Aim: Please print every line from the one containing "If you could tag the arm" through the last line of the records below, exactly as written and nothing more.

Provided data:
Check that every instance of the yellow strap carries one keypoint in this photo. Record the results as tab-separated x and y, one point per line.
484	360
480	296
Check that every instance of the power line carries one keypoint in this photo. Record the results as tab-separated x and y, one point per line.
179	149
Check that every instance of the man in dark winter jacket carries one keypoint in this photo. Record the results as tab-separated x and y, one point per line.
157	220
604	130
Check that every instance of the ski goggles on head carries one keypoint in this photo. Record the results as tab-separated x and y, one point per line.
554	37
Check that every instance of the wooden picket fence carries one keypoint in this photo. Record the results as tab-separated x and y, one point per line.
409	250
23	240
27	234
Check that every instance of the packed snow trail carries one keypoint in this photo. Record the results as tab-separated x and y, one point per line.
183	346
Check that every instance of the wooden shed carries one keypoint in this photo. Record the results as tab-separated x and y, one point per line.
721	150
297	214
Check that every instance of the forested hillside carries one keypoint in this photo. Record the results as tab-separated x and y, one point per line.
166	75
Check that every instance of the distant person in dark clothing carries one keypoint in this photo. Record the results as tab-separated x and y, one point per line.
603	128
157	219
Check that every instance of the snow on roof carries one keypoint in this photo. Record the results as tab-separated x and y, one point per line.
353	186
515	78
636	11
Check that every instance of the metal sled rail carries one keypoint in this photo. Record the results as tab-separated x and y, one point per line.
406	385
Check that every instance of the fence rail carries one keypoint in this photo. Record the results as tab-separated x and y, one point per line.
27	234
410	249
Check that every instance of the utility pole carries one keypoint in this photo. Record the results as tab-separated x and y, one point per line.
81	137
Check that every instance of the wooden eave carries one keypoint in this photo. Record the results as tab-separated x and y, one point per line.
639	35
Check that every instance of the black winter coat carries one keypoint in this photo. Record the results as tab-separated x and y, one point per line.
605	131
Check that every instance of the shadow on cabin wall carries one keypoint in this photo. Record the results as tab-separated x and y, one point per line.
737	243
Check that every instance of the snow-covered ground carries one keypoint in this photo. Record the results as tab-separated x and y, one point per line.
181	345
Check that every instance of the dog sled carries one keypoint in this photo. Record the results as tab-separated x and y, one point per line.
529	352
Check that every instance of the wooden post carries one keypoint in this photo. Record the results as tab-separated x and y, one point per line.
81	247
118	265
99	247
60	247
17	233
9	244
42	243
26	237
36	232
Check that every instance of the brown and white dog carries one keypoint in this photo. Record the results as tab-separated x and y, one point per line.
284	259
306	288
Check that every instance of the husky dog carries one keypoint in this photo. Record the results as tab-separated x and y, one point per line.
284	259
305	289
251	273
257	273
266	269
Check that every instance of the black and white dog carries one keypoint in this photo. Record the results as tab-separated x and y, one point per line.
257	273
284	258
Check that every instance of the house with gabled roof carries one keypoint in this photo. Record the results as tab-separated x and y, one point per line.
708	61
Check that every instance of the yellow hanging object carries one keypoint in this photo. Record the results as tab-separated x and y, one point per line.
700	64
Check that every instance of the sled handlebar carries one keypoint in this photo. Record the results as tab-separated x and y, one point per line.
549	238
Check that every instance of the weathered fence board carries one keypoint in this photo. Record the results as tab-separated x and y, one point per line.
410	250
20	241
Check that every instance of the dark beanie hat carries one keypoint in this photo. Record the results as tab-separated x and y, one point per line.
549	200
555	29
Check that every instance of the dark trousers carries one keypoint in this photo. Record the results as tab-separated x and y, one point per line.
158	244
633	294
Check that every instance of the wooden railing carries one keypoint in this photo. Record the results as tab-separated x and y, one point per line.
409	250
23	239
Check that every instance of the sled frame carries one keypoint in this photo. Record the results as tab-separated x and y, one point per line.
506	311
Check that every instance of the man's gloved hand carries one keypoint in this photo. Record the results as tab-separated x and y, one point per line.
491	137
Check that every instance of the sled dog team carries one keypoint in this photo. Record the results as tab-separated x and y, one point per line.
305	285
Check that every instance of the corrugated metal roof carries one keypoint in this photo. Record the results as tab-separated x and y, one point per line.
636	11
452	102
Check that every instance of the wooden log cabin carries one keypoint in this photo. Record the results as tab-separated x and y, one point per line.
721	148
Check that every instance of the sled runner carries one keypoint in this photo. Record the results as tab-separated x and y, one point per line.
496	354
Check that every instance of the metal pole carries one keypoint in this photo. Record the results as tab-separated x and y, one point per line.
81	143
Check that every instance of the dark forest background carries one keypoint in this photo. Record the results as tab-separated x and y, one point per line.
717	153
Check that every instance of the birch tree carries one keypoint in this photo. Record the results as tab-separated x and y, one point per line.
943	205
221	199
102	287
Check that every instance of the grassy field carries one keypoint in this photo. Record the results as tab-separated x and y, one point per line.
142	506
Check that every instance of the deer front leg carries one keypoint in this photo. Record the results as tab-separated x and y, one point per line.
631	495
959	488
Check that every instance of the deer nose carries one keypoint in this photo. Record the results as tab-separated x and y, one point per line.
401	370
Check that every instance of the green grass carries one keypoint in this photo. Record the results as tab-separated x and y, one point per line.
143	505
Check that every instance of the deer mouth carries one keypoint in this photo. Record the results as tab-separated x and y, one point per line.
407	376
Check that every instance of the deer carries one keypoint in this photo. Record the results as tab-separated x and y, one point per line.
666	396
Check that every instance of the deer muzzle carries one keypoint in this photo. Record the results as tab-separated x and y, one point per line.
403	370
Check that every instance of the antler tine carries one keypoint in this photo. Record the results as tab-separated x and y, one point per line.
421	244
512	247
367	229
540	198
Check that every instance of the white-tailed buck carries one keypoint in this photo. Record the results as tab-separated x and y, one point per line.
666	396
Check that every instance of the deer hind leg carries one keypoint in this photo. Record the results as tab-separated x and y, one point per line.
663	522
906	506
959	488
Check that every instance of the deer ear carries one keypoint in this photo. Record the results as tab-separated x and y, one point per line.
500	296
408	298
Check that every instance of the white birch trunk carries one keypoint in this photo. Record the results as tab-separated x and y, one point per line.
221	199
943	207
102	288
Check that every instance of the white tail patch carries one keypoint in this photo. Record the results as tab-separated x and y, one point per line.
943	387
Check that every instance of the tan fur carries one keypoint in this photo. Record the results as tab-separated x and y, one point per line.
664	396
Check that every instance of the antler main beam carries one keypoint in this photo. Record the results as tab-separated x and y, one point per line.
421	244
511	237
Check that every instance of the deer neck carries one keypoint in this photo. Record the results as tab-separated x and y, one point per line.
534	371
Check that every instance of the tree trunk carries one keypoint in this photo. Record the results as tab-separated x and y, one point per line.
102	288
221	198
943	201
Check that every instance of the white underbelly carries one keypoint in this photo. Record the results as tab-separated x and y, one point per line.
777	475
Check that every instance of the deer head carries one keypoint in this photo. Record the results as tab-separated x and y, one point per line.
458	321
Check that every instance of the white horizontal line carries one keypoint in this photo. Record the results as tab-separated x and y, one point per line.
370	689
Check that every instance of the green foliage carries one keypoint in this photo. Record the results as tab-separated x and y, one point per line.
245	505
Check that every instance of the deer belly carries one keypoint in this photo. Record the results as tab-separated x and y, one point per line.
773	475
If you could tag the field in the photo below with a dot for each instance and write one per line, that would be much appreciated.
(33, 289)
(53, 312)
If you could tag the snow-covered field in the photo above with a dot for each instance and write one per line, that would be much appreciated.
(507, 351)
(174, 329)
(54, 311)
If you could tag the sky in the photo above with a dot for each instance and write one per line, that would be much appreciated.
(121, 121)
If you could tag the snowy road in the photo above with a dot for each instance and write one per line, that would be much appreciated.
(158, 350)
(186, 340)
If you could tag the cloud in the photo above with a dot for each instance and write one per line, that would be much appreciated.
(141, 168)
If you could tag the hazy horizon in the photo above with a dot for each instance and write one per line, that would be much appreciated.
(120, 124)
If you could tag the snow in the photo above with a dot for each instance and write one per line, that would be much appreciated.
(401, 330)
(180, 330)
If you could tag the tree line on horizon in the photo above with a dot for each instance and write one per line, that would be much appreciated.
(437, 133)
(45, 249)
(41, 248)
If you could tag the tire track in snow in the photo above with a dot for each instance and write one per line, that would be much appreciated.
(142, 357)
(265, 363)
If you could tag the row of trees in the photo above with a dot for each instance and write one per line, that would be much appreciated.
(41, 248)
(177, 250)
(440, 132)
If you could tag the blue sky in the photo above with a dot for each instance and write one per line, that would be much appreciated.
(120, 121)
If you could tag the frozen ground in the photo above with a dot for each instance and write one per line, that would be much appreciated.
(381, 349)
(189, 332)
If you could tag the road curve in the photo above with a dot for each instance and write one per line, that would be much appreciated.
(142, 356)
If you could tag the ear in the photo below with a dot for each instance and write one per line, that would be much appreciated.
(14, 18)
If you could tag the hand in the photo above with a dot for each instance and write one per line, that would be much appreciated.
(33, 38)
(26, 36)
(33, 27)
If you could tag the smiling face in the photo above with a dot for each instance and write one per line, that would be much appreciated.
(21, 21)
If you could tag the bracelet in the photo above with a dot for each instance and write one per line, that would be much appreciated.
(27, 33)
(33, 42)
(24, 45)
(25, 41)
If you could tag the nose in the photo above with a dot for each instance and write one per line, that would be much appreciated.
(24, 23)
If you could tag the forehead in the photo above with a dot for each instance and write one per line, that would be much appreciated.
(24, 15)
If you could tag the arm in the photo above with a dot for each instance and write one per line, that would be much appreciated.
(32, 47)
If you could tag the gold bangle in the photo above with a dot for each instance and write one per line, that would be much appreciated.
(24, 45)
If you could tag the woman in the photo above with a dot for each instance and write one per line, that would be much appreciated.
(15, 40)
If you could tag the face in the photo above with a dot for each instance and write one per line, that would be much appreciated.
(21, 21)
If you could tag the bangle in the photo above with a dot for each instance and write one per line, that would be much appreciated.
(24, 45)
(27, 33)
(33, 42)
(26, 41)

Expected answer:
If you could tag the arm in the photo above with a dot for each instance and write one per line, that would be much appreciated.
(32, 47)
If you could tag the gold bangle in the photo above with a dot for each instance and write one per line, that would be much appreciated.
(24, 45)
If you could tag the woman in the photo above with a dot for each instance and write one per line, that would be much appreciated.
(15, 40)
If you could tag the face in the photo above with a dot for each instance and write one per line, that would be much appreciated.
(21, 21)
If you could tag the bangle in the photo above with a dot for each instance and write one per line, that would be much appreciated.
(24, 45)
(27, 33)
(33, 42)
(26, 41)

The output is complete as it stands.